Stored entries
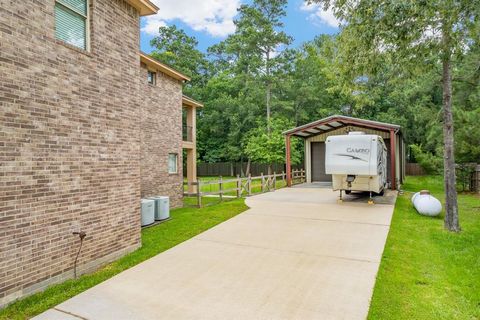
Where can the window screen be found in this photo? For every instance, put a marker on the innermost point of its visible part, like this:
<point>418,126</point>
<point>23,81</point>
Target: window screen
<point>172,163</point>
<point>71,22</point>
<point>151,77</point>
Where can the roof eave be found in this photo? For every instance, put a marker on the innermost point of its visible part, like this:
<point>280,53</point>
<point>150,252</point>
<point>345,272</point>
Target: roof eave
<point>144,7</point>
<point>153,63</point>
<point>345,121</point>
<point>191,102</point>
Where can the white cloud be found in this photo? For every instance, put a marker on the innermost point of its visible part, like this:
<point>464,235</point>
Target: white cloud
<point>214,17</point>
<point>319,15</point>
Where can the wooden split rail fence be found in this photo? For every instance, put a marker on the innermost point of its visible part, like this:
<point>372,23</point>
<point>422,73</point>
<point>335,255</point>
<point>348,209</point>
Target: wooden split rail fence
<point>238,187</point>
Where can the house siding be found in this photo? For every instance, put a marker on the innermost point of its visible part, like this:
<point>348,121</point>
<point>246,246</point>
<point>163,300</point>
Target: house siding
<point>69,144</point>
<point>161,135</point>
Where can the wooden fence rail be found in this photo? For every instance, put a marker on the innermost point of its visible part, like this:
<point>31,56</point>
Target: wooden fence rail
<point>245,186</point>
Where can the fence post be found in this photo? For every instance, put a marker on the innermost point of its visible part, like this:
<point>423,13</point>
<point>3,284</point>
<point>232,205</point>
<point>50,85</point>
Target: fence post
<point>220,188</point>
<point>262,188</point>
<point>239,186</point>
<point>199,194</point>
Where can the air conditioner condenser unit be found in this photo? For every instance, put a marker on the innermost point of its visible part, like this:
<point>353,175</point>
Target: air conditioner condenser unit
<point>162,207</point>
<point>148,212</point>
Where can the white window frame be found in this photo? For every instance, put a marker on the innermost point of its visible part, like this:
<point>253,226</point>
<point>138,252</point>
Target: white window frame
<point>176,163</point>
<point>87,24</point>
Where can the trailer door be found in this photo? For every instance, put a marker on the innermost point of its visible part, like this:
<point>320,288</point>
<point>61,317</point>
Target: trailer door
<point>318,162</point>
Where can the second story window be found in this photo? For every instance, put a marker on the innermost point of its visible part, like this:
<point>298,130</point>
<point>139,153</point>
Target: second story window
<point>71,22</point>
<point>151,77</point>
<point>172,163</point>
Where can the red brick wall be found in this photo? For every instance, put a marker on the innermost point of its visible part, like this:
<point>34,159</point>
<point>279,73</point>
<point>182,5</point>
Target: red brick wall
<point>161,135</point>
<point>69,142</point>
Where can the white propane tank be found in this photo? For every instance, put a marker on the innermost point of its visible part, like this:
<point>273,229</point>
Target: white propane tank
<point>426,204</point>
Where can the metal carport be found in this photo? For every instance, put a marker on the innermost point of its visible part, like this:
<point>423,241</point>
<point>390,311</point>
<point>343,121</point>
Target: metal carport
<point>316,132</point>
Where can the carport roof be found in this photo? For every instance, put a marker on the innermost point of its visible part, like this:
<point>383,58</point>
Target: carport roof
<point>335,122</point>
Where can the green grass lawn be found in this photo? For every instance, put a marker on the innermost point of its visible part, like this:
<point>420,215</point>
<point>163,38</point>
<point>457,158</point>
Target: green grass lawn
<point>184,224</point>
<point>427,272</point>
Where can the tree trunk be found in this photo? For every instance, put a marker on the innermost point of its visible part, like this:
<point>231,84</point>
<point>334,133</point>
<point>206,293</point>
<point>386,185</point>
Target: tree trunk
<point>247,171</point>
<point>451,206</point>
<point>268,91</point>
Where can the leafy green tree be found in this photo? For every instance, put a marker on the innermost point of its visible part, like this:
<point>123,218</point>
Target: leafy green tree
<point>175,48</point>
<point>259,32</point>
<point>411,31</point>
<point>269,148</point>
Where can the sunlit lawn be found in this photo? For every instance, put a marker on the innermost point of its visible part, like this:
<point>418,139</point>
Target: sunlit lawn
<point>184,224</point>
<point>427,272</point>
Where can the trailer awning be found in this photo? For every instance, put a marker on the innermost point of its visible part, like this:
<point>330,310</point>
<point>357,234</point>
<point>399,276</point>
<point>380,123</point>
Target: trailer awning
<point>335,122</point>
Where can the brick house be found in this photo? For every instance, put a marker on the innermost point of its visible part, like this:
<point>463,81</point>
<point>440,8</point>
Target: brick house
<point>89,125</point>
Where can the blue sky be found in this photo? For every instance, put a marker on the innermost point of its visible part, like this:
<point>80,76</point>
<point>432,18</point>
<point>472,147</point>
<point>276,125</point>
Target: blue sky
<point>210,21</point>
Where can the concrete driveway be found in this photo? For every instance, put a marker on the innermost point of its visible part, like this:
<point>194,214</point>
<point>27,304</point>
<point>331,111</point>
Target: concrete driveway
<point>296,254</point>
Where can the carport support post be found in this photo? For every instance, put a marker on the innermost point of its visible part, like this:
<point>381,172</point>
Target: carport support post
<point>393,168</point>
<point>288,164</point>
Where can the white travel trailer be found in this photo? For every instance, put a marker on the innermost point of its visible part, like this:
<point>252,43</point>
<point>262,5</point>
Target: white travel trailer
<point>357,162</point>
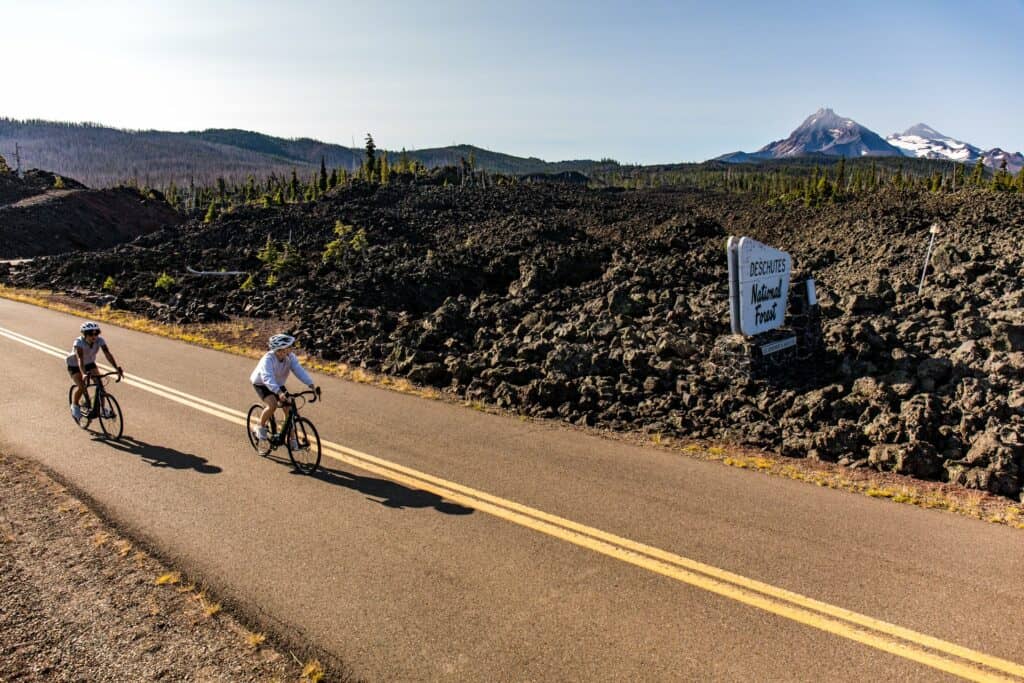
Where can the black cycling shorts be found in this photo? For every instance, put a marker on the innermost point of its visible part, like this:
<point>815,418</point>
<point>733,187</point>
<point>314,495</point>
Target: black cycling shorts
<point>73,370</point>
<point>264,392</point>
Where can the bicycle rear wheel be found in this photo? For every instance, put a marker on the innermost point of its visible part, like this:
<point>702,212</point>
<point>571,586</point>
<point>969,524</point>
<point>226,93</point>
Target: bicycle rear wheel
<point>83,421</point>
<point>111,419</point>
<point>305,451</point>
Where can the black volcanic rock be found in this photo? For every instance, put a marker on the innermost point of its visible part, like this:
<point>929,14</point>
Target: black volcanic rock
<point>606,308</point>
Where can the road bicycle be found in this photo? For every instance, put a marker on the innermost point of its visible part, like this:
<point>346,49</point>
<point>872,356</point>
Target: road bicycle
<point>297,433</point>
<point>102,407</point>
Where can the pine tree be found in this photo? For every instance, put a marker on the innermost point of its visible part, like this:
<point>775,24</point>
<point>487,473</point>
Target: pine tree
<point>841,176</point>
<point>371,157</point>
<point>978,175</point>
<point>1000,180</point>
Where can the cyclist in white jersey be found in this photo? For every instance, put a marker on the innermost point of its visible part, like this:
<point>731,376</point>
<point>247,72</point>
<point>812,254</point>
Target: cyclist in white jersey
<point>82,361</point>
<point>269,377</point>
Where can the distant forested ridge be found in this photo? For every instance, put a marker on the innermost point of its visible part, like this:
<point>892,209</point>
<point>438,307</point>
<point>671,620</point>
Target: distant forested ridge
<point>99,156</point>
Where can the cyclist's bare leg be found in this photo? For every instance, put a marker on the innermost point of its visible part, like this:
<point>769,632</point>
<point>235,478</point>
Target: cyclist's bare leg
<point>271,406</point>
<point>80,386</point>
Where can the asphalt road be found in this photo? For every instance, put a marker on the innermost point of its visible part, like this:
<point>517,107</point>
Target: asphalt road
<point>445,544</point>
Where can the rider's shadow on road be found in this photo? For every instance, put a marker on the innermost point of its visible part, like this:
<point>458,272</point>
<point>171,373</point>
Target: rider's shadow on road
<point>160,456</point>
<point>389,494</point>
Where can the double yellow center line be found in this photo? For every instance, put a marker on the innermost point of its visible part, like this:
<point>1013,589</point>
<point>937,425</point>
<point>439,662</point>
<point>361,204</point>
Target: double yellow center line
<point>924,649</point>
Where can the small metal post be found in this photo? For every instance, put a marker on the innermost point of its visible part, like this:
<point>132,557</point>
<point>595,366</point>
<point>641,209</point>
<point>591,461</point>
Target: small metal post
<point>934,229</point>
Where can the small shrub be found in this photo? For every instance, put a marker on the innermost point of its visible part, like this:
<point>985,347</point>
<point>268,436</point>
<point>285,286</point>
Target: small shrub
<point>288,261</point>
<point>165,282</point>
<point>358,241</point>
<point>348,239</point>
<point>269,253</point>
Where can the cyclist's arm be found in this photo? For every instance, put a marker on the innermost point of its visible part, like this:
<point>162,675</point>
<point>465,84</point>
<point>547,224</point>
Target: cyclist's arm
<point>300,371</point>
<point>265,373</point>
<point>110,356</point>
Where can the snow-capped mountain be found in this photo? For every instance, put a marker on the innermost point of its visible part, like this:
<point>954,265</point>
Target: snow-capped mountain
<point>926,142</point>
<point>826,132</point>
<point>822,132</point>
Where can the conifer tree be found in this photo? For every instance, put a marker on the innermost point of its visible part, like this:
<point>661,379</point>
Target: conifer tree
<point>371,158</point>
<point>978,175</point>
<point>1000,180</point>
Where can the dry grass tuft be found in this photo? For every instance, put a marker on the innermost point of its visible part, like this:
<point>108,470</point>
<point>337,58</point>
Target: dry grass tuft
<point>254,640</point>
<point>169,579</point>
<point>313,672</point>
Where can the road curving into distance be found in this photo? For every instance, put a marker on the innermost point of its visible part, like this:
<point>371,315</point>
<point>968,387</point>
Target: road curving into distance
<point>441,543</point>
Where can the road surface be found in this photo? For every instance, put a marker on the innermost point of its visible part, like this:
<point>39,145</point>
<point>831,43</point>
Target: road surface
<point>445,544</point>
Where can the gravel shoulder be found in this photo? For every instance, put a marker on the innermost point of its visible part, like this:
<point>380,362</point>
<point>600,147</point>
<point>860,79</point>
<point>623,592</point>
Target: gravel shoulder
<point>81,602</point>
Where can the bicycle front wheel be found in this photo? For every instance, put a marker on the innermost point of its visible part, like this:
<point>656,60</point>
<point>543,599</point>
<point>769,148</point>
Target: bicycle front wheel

DIRECTIVE
Rewrite the listing starting at the line with "Where can the bicycle rear" and ending at the line with "<point>102,407</point>", replacing "black volcanic rock" with "dark lava rock" and leaving everything else unchanged.

ANSWER IN FULL
Where can the bicycle rear wheel be found in this photo? For every instance, put a marker on the innermost point of its visible part, like this:
<point>702,212</point>
<point>571,586</point>
<point>969,524</point>
<point>226,93</point>
Target: bicycle rear wheel
<point>83,421</point>
<point>111,419</point>
<point>305,451</point>
Where can the dark lava rock be found in this photo? For every instance, put a marker on the innermost point of its visible part, like this:
<point>929,14</point>
Target: dark lava rock
<point>606,308</point>
Where can the road bicycle be found in this photo? For every instance, put a marker on the innermost point of its visible part, like this:
<point>346,49</point>
<point>872,356</point>
Target: road bicycle
<point>297,433</point>
<point>102,407</point>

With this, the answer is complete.